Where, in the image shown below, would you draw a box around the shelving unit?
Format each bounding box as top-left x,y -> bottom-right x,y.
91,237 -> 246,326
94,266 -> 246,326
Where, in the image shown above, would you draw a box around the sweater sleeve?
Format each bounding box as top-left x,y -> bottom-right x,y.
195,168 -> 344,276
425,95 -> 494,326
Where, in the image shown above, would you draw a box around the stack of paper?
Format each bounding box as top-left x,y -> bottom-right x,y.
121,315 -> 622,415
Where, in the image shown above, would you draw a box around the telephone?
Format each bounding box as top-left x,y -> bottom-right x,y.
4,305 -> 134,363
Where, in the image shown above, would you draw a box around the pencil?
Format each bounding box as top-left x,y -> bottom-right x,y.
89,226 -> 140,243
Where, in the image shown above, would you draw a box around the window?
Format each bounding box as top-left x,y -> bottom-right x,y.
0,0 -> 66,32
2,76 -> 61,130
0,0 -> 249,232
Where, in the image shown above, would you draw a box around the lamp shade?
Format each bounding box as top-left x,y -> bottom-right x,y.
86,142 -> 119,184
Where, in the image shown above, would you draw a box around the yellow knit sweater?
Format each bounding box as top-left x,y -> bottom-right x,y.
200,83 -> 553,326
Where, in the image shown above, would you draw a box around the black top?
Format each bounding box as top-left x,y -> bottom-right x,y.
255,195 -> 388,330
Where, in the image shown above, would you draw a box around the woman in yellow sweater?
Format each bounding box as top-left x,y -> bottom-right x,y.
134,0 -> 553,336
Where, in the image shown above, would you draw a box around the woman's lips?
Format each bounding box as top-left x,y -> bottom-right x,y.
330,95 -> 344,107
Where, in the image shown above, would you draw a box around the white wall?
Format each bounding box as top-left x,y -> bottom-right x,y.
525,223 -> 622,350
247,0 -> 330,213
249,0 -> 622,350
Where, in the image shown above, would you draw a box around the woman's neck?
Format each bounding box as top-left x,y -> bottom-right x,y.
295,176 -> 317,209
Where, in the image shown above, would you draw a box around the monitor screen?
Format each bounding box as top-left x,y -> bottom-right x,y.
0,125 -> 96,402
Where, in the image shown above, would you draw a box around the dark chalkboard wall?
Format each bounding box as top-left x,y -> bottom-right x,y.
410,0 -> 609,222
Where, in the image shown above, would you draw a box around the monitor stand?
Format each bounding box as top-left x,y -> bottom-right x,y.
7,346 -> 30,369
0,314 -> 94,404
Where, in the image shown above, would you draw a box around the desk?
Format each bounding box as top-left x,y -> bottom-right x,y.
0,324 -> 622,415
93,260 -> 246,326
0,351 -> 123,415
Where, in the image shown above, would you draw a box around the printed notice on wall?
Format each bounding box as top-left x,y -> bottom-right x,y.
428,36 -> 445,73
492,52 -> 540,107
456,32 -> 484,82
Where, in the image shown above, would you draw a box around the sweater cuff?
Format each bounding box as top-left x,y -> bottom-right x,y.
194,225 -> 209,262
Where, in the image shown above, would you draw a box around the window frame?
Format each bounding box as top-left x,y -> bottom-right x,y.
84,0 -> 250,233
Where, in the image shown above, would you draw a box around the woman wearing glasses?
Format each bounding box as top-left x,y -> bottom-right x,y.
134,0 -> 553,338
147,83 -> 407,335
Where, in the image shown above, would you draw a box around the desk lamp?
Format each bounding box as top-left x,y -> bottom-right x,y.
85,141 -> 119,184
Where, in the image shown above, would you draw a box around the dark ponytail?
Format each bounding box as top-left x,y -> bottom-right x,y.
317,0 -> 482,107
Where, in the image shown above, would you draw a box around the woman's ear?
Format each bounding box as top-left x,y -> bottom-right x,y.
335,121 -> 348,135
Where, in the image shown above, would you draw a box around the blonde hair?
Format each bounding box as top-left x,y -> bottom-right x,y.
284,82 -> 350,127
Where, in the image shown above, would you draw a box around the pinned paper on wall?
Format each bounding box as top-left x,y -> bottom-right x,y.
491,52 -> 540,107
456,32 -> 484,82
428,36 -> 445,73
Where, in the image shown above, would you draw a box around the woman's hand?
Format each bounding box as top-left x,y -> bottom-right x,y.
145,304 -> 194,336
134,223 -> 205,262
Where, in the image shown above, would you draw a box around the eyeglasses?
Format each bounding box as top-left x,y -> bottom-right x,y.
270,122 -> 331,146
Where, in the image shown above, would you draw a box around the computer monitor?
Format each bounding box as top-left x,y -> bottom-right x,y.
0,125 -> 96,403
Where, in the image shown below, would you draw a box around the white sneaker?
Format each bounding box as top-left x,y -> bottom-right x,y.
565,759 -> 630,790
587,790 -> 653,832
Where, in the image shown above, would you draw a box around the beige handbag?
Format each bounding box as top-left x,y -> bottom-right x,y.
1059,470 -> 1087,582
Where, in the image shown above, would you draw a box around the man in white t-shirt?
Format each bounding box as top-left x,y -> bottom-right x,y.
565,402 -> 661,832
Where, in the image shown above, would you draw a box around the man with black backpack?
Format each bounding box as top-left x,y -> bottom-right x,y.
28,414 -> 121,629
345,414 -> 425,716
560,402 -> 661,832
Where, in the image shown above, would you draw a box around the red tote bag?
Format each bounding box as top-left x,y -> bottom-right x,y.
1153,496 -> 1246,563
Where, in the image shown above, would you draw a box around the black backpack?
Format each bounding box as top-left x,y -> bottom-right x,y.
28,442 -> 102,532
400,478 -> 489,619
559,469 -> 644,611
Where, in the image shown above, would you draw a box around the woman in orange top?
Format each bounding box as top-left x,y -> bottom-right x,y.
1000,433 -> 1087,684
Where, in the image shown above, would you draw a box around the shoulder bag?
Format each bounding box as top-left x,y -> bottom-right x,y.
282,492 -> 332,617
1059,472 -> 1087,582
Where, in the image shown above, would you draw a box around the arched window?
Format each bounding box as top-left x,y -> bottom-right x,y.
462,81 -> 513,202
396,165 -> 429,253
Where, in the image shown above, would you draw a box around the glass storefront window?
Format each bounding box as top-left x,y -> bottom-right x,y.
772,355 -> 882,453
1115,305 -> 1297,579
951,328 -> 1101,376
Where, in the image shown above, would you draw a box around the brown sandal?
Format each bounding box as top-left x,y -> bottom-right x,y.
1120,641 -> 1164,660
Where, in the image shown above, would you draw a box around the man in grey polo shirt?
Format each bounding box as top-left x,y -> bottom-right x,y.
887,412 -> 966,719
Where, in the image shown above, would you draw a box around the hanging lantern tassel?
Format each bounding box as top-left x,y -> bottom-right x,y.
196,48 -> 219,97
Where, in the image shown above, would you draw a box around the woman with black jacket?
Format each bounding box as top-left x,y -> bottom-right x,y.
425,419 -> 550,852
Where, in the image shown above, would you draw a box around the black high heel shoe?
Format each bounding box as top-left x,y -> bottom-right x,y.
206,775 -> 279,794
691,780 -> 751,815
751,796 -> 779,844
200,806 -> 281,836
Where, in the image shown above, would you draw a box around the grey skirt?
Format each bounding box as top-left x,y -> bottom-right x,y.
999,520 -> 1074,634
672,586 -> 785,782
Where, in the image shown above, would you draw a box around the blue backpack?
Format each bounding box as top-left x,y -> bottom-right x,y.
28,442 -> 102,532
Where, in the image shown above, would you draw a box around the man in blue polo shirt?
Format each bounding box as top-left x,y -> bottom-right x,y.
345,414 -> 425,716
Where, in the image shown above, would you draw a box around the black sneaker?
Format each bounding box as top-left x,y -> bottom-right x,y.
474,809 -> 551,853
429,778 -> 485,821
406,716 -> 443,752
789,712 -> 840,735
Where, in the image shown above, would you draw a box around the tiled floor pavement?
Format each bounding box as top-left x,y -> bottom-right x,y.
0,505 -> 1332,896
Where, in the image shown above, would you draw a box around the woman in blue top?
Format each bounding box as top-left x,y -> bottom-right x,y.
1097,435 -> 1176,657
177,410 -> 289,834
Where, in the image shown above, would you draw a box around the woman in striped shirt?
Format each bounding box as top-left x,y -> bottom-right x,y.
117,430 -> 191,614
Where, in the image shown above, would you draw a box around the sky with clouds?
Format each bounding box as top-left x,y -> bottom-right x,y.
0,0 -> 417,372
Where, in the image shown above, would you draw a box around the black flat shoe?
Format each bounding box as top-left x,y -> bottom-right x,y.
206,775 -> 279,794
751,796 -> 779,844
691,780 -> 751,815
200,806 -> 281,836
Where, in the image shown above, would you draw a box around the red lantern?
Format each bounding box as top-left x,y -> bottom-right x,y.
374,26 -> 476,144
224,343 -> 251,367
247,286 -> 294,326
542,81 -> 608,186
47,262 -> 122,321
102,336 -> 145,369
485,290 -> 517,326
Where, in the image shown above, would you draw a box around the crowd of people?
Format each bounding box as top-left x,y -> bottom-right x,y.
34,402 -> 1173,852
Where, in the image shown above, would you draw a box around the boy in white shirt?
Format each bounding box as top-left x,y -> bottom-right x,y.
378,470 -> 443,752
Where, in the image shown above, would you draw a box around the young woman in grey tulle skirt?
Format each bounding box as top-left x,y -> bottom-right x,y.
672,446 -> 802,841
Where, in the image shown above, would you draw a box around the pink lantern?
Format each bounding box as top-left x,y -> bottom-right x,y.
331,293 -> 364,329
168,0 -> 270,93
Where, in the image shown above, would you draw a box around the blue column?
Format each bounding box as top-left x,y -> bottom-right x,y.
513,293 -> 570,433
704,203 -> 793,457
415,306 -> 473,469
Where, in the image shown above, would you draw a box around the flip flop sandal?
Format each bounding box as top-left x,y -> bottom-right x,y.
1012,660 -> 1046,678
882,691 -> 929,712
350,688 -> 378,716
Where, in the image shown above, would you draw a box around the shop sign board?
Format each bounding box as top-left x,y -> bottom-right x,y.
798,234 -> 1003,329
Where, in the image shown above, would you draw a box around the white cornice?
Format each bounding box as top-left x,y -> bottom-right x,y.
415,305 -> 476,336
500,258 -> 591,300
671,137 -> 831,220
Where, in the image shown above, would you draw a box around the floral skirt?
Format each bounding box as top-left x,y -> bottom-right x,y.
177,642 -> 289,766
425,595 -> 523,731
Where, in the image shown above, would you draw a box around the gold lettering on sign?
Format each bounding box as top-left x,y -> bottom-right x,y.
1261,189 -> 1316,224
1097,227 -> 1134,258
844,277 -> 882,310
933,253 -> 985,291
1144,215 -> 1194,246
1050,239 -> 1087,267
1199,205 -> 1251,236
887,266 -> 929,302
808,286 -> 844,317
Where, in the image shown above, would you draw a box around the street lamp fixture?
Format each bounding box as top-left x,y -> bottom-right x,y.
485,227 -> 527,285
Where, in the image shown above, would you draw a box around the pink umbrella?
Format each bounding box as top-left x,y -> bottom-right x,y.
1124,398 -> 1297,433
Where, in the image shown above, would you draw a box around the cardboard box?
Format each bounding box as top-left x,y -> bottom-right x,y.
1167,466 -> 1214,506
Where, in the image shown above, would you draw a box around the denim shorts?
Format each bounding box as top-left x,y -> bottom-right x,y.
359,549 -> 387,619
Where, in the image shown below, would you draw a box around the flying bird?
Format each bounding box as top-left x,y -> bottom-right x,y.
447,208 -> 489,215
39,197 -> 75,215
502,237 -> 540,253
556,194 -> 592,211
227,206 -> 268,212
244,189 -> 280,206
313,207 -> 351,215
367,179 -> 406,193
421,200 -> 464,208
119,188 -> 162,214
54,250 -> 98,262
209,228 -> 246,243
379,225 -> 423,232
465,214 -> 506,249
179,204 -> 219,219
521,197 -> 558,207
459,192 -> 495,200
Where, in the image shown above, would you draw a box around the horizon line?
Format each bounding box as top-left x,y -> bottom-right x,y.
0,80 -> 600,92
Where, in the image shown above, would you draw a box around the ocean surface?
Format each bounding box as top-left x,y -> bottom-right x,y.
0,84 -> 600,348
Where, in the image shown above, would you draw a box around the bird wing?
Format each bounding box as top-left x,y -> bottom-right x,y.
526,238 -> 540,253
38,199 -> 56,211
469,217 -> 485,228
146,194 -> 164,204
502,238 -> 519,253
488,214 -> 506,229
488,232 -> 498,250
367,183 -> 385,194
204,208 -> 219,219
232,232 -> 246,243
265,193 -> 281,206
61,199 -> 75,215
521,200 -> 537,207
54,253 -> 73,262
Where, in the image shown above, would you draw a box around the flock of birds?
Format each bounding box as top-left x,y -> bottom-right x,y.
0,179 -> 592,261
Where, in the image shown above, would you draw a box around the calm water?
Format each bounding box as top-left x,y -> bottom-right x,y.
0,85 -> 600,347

== == ==

Convert the lines from the line with "the woman's ear?" to the line with "270,122 -> 331,146", both included, into a JSON list of strings with one string per line, leaving out any blank lines.

Answer below:
[
  "Where, in the image shown above, would you draw a box around the woman's ear?",
  "Format each bounding box as top-left x,y -> bottom-right x,y.",
  "335,121 -> 348,135",
  "Where, in the image shown above, would you draw a box around the blonde hair?",
  "Format each bounding box as top-left x,y -> bottom-right x,y.",
  "284,82 -> 350,127",
  "Where, in the image shown above, would you draw a box around the pinned paper on wall?",
  "Format each bounding box as top-left x,y -> bottom-right x,y.",
  "491,52 -> 540,107",
  "456,32 -> 484,82",
  "428,36 -> 445,73",
  "Where, in the image shown above, would you draw a box around the woman's hand?",
  "Format each bounding box as top-left x,y -> bottom-right x,y.",
  "145,304 -> 194,336",
  "134,223 -> 205,262",
  "Where, in the image shown above, would you draw a box around the eyeglasses?",
  "Format each bounding box as top-left x,y -> bottom-right x,y.",
  "270,122 -> 331,146"
]